Produce a word-for-word restatement of the lines from the line with "Question. Place one point on every instance of the pedestrian" to the end of the listing below, inclusive.

BEGIN

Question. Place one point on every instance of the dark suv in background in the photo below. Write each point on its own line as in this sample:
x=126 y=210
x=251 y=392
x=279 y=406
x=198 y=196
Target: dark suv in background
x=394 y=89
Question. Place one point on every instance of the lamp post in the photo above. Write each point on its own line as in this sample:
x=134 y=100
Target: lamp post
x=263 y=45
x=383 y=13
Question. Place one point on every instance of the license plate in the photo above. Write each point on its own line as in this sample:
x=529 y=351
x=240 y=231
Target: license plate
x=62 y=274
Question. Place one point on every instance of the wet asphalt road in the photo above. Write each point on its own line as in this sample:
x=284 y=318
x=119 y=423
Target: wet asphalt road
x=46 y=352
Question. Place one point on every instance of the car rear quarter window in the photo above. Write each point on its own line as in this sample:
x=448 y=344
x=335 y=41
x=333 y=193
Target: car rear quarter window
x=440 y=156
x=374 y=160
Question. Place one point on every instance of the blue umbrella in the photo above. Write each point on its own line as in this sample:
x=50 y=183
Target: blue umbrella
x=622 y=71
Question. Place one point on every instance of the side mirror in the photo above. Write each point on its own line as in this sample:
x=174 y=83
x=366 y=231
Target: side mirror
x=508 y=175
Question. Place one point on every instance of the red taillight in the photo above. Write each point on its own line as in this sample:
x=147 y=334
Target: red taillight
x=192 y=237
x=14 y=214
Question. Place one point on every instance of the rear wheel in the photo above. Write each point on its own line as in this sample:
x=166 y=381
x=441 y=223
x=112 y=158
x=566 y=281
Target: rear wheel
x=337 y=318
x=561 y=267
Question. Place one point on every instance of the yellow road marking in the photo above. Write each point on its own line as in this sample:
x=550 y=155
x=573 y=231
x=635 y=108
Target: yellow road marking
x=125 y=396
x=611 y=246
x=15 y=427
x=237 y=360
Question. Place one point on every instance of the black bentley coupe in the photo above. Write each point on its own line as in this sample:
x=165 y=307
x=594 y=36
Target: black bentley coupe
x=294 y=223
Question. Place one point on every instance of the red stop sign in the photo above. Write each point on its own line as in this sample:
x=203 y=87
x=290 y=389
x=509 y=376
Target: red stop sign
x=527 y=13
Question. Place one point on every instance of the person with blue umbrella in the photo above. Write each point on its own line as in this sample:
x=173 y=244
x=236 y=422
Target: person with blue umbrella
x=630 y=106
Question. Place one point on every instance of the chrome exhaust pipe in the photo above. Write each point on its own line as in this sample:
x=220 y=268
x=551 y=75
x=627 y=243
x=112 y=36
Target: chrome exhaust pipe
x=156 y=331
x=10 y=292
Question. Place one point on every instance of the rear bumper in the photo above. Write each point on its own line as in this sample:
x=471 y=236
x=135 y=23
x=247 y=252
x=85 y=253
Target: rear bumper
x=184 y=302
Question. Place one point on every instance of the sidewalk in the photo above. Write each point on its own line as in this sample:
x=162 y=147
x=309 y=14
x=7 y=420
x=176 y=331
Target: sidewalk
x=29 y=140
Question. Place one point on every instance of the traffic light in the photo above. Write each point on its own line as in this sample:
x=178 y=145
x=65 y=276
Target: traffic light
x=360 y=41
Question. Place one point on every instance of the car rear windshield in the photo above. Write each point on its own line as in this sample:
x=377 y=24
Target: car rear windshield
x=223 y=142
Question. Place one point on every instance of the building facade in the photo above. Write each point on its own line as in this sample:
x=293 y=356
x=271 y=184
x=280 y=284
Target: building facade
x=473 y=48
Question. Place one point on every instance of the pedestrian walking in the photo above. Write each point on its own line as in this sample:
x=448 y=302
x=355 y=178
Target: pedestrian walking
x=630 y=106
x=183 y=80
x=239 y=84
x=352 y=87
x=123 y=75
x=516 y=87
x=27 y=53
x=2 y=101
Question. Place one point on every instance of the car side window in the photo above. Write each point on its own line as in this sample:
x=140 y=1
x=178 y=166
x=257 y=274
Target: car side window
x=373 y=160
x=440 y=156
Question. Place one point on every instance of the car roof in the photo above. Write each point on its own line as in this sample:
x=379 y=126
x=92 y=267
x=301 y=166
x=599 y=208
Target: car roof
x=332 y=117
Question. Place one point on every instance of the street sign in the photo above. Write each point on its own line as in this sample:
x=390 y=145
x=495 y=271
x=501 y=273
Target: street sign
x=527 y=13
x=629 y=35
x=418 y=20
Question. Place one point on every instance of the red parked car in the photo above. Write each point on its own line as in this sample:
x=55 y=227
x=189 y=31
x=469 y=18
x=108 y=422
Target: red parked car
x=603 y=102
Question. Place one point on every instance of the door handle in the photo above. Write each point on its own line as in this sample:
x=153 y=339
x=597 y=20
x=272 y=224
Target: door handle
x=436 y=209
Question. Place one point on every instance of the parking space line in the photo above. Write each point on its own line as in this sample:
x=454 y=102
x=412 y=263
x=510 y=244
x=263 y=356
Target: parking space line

END

* [TASK SOLUTION]
Question. Place one point on every instance of the pedestrian walking in the photo above. Write each point on its own line as in this sample:
x=448 y=302
x=355 y=178
Target: pedestrian walking
x=630 y=106
x=183 y=80
x=239 y=84
x=352 y=87
x=123 y=75
x=516 y=87
x=27 y=53
x=2 y=101
Question. Place one point on every instance of the car side window in the photo above. Write each point on its own line as in this sample:
x=140 y=1
x=178 y=166
x=257 y=274
Target: car side window
x=373 y=160
x=440 y=156
Question. Place one point on every instance of the car roof in the photo above. Write each point on its own line as in this sample:
x=379 y=126
x=92 y=267
x=301 y=166
x=599 y=208
Target: car roof
x=332 y=117
Question. Place one point on every instance of the street sign in the photo above. Write each point on its own line as in this sample:
x=390 y=145
x=495 y=271
x=501 y=273
Target: street sign
x=527 y=13
x=629 y=35
x=418 y=20
Question. Place one point on every instance of the red parked car in the photo above. Write each point on its own line as in this sample:
x=55 y=227
x=189 y=31
x=469 y=18
x=108 y=422
Target: red parked car
x=603 y=102
Question. Place one point on every instance of the door handle in the photo above. Write each point on its own line as in this sample:
x=153 y=339
x=597 y=20
x=272 y=224
Target: door handle
x=436 y=209
Question. Place one point on every instance of the parking space line in the photo above. Write each point on its own line as in this sample:
x=454 y=102
x=412 y=263
x=510 y=244
x=263 y=356
Target: parking space line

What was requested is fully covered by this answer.